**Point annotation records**

┄┄┄┄┄┄┄┄┄┄

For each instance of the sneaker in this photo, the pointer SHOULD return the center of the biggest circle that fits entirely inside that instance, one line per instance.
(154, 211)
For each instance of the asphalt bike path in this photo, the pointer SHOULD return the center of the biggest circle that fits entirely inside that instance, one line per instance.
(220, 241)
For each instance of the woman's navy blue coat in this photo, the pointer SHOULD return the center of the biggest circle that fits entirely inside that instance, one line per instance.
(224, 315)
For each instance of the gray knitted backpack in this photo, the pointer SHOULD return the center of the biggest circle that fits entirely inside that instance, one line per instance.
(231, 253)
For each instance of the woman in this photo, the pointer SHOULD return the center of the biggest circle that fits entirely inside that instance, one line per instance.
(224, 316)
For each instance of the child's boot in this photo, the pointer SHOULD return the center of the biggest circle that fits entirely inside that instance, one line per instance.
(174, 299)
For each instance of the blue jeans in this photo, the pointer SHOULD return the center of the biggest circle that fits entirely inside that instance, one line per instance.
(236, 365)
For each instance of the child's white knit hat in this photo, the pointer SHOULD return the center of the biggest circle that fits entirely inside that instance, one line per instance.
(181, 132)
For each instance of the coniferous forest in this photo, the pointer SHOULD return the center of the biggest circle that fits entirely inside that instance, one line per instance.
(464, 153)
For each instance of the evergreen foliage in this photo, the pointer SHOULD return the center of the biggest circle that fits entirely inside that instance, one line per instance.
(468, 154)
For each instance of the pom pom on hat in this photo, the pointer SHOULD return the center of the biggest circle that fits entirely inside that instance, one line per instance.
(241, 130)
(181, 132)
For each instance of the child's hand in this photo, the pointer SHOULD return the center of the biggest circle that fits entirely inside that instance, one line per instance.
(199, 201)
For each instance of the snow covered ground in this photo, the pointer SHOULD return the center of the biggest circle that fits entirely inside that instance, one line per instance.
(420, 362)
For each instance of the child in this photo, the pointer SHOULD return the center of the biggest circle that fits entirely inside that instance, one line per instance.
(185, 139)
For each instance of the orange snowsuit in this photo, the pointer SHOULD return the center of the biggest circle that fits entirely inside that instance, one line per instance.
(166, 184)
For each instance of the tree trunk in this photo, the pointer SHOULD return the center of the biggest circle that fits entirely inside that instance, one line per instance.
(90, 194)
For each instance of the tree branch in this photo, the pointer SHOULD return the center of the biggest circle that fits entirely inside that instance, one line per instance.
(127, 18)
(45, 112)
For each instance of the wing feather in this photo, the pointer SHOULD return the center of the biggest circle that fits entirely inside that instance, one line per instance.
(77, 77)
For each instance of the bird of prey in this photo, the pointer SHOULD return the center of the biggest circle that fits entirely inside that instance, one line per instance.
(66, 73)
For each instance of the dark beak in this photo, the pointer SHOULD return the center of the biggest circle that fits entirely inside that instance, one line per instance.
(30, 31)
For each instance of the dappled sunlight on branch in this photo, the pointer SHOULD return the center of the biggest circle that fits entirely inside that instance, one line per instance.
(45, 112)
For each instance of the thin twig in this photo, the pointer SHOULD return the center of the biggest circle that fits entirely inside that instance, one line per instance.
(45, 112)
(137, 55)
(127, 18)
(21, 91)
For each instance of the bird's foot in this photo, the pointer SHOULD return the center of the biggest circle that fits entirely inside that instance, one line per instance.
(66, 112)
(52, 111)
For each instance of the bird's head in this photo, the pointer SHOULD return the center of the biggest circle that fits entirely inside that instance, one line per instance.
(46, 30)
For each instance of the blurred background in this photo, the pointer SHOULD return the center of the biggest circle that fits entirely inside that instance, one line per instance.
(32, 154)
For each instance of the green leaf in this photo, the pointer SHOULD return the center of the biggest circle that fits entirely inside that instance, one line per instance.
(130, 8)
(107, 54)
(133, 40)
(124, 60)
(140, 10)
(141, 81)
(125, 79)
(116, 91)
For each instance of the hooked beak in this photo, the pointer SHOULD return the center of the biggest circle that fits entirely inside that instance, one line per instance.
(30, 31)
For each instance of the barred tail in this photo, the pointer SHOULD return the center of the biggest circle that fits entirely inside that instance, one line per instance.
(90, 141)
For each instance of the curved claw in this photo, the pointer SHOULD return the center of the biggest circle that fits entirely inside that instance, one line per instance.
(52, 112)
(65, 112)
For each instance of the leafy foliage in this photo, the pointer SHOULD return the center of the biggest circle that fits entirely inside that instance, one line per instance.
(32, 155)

┄┄┄┄┄┄┄┄┄┄

**STATED PROBLEM**
Convert the lines above, from the one containing "For each instance of the green" through the final line, inclusive, into a numbered list, leaving out any blank lines.

**FINISHED EXERCISE**
1. For each instance of the green leaf in this photo, the pointer SHOULD return the center of the biggest circle that fits entirely inside that instance, one line per instance.
2. (130, 8)
3. (107, 54)
4. (133, 40)
5. (124, 60)
6. (140, 10)
7. (141, 81)
8. (125, 79)
9. (116, 91)
10. For each instance of the hooked beak in this photo, the pointer SHOULD return the center of the biggest circle that fits entirely inside that instance, one line per instance.
11. (30, 31)
12. For each instance of the barred tail in this photo, the pointer SHOULD return the center of the biggest circle that fits entirely inside that instance, one line per instance.
13. (90, 141)
14. For each instance of the curved claw in this photo, the pointer SHOULD return the center of the biggest circle that fits entirely inside that instance, one line per instance.
15. (52, 112)
16. (65, 112)
17. For each instance of the leafy foliage in this photo, the pointer SHOULD return the center of the biggest circle that fits entirely inside that instance, one line per instance.
18. (32, 155)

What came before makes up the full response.